## Challenge
Reproduce all of the lines below word for word, omitting the pictures.
:: Material for this exercise
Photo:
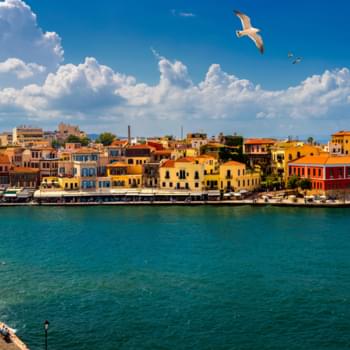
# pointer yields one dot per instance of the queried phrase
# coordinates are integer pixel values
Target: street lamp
(46, 327)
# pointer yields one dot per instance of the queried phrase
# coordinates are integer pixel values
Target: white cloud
(16, 73)
(184, 14)
(34, 85)
(22, 38)
(96, 93)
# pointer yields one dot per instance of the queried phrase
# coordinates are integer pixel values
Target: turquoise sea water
(177, 277)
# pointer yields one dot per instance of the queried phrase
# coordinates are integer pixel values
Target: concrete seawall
(180, 203)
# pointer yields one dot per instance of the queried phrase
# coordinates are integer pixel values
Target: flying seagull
(249, 31)
(297, 60)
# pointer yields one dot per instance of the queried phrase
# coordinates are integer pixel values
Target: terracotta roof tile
(4, 159)
(233, 163)
(322, 160)
(259, 141)
(168, 164)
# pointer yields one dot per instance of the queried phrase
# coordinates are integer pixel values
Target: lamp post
(46, 327)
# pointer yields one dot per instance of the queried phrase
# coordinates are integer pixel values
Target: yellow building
(234, 176)
(182, 174)
(342, 138)
(285, 152)
(123, 175)
(60, 183)
(278, 152)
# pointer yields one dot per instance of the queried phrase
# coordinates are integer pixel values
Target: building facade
(327, 173)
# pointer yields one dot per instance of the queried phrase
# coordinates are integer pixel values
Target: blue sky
(91, 63)
(120, 33)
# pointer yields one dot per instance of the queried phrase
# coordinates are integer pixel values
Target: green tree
(106, 138)
(305, 184)
(293, 182)
(56, 144)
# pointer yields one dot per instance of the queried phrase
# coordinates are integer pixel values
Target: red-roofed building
(5, 165)
(24, 177)
(327, 173)
(258, 152)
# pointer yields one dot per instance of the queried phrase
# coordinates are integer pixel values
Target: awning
(214, 193)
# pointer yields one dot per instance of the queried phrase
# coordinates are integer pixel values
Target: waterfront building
(150, 175)
(15, 155)
(5, 165)
(66, 130)
(44, 159)
(258, 153)
(197, 140)
(235, 177)
(116, 151)
(342, 138)
(5, 139)
(299, 151)
(182, 174)
(24, 177)
(159, 155)
(138, 155)
(85, 167)
(327, 173)
(123, 175)
(334, 149)
(26, 135)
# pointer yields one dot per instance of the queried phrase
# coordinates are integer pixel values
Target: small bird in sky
(297, 60)
(250, 31)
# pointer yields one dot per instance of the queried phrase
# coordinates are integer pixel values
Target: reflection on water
(177, 277)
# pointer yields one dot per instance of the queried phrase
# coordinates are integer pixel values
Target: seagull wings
(246, 24)
(258, 41)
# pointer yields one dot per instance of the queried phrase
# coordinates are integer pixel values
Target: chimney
(129, 134)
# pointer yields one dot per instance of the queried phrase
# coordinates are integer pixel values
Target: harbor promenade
(9, 340)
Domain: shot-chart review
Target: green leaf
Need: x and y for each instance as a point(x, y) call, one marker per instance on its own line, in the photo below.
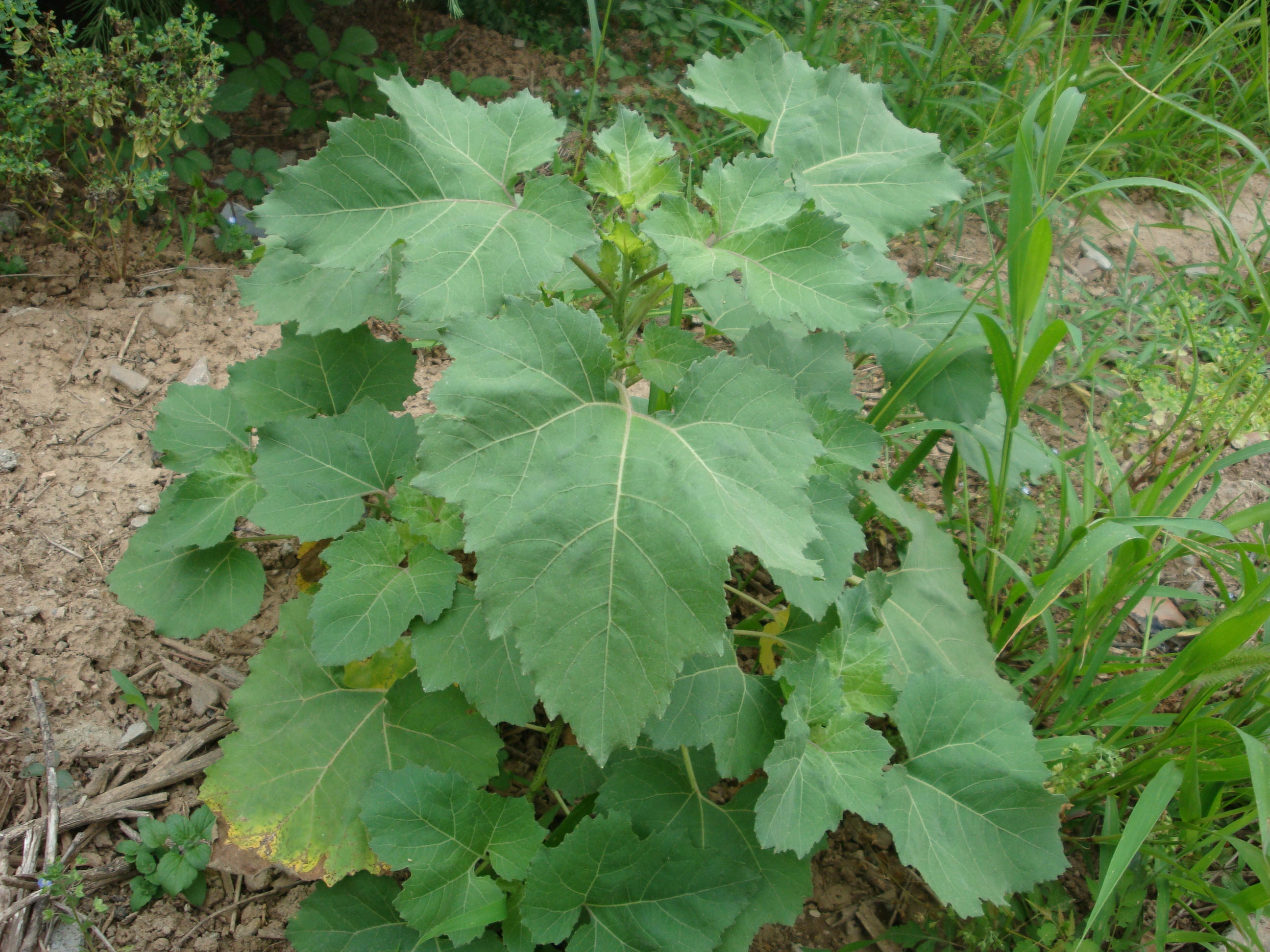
::::
## Exercise answer
Photo:
# pointer yields one dot per instance of the queried phrase
# coordinates are integer pixel values
Target: street lamp
(46, 327)
# pointer yields one dot per instance of the queried phrase
# coordinates are integer pixel values
Target: white cloud
(16, 73)
(184, 14)
(34, 85)
(22, 38)
(96, 93)
# pointer yields one dot per instance of the queried phrase
# coordinates are integer pixel values
Target: turquoise sea water
(177, 277)
# pointer yields one dot per instance of the queried phrase
# coordinates are integer pixel values
Target: concrete seawall
(180, 203)
# pointer yields one dot per instance of the queried phrase
# coordinates are integer pixel values
Target: flying seagull
(249, 31)
(297, 60)
# pointer yields one dot per instance of the queried phrase
# coordinates are integer pixel values
Target: terracotta roof tile
(4, 159)
(233, 163)
(322, 160)
(259, 141)
(168, 164)
# pointer yields one dot per instance of the queried phrase
# coordinates are integer pixel values
Target: lamp post
(46, 327)
# pointer yields one dot per instance of the queried phrase
# coordinates are integer pixel values
Target: yellow building
(234, 176)
(182, 174)
(342, 138)
(285, 152)
(123, 175)
(60, 183)
(278, 152)
# pointer yields one dot per instance of the queried phrase
# coordinates are integer pixel values
Target: building facade
(327, 173)
# pointer yields one dot per instance of the queried phrase
# coordinates are integer pixel values
Target: blue sky
(91, 63)
(120, 33)
# pointer yields one dot per instance of the queried phrase
# coordinates are integer pixel values
Target: green tree
(106, 138)
(305, 184)
(293, 182)
(56, 144)
# pointer yields one dot per instance of the queried phrase
# coordinates are integer pixel values
Target: red-roofed building
(5, 165)
(24, 177)
(327, 173)
(258, 152)
# pointer yields one dot per instance of the queried phrase
# coordinates are integer pixel values
Target: awning
(214, 193)
# pointer yields one dot per instance of the queried phrase
# coordinates are integer pixel values
Target: waterfront building
(150, 175)
(15, 155)
(5, 165)
(66, 130)
(44, 159)
(258, 153)
(197, 140)
(235, 177)
(116, 151)
(342, 138)
(5, 139)
(299, 151)
(182, 174)
(24, 177)
(159, 155)
(138, 155)
(85, 167)
(327, 173)
(123, 175)
(334, 149)
(26, 135)
# pointer yields one dot per instance of the queried phrase
# coordinates are integer pixel values
Target: small bird in sky
(297, 60)
(250, 31)
# pointer yields one dot per instance of the queried phrase
# coordinates are integer pixel values
Target: reflection on water
(177, 277)
# pointer yields one dot per instance of the queried phrase
# coordinates are integer pixel values
Target: seagull wings
(246, 24)
(258, 41)
# pointer yields one dot per instance of the queried phrase
# coordinates are integer pixel values
Target: chimney
(129, 134)
# pointer yields one dot per instance of the queried phrase
# coordinates are integer pixel values
Target: harbor promenade
(9, 340)
Domain: shot-chart review
Target: green leaf
Need: x and y for each instance as a point(x, y) call, one marker per instance on its own line, in the photo below.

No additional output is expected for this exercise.